◆ **Document passage**:

Gov. Matt Bevin

Gov. Matt Bevin

A week after blaming Attorney General Andy Beshear and Franklin Circuit Judge Phillip Shepherd for an accrediting agency placing the University of Louisville on probation, on Wednesday Gov. Matt Bevin shared a column on his official Facebook page that attacked the integrity of the accrediting agency itself. Specifically, the column called the accrediting body a “thuggish” arm of the Democratic Party that conspired with Beshear to target the university.

Insider Louisville spoke with Belle Wheelan — president of the Southern Association of Colleges and Schools (SACS) Commission on Colleges — who had been unaware of Bevin sharing the column attacking her agency. Wheelen said she was not only highly offended by the column and perturbed that Bevin would promote it, but surprised, as she had spoken with Bevin over the phone that same day about UofL’s probation and he did not bring up any of those concerns.

◆ **Required tasks**:
**a.** Using the news passage, explain in one to three sentences why Belle Wheelan was surprised that Bevin promoted the column.
**b.** Please answer these questions on the news passage, one per line:
(i) Whom did Bevin blame, a week earlier, for the University of Louisville being placed on probation?
(ii) Where did Bevin share the column attacking the accrediting agency?
(iii) What position does Belle Wheelan hold?

◆ **Given records**:
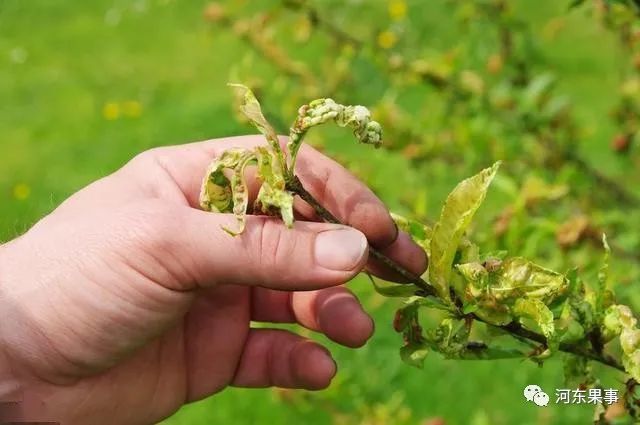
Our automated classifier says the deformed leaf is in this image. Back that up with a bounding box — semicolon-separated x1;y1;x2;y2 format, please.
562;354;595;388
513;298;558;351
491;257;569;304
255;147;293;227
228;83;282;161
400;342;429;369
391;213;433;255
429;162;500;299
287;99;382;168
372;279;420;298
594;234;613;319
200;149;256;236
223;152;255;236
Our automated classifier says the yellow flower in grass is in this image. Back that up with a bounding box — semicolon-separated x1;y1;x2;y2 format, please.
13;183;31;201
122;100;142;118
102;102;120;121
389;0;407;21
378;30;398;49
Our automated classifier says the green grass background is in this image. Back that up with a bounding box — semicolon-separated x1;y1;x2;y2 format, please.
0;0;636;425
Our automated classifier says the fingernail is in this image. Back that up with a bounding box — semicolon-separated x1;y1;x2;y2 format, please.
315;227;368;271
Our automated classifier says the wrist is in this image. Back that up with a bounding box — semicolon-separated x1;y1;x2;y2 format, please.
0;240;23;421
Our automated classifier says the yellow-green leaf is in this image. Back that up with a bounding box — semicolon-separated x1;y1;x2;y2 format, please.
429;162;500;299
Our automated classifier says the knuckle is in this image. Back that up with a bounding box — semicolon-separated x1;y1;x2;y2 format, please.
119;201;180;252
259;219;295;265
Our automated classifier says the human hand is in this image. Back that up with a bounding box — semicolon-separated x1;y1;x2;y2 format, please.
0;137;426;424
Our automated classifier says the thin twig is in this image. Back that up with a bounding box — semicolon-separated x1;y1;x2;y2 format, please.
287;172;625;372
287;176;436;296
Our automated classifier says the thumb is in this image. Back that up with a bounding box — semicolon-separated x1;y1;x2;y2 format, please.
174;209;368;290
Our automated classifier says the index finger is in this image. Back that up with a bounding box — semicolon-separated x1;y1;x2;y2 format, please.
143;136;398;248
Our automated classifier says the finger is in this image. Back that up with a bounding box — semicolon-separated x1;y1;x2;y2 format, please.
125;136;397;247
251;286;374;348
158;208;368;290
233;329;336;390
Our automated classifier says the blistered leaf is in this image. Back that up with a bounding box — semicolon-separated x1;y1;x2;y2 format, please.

* * *

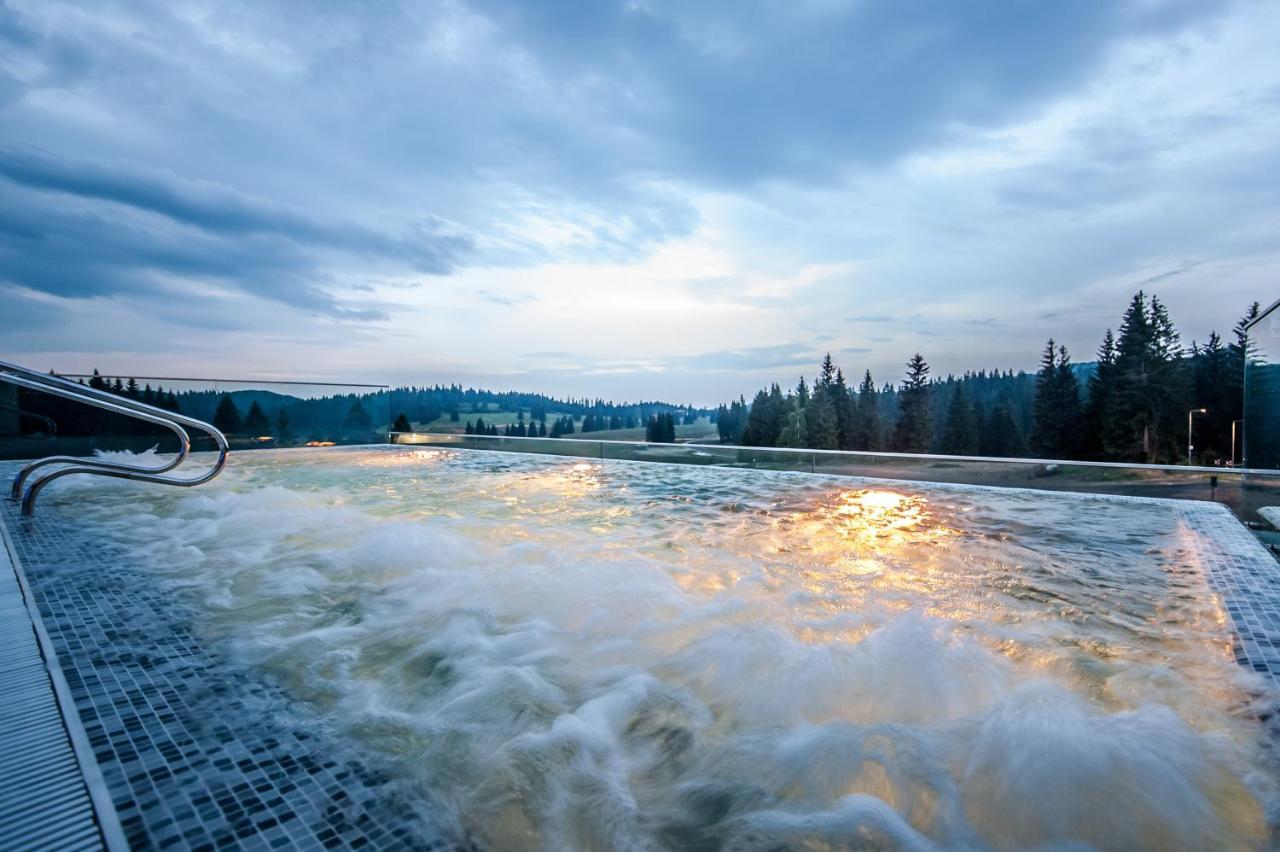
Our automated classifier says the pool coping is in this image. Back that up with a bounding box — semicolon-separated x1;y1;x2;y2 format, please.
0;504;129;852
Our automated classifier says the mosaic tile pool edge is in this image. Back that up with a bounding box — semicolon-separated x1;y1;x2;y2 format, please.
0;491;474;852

◆ **Task-by-task solutions**:
**a.** She had spoken with Bevin over the phone that same day about UofL's probation, and he had not brought up any of the concerns the column raised.

**b.**
(i) Attorney General Andy Beshear and Franklin Circuit Judge Phillip Shepherd
(ii) On his official Facebook page
(iii) President of the Southern Association of Colleges and Schools (SACS) Commission on Colleges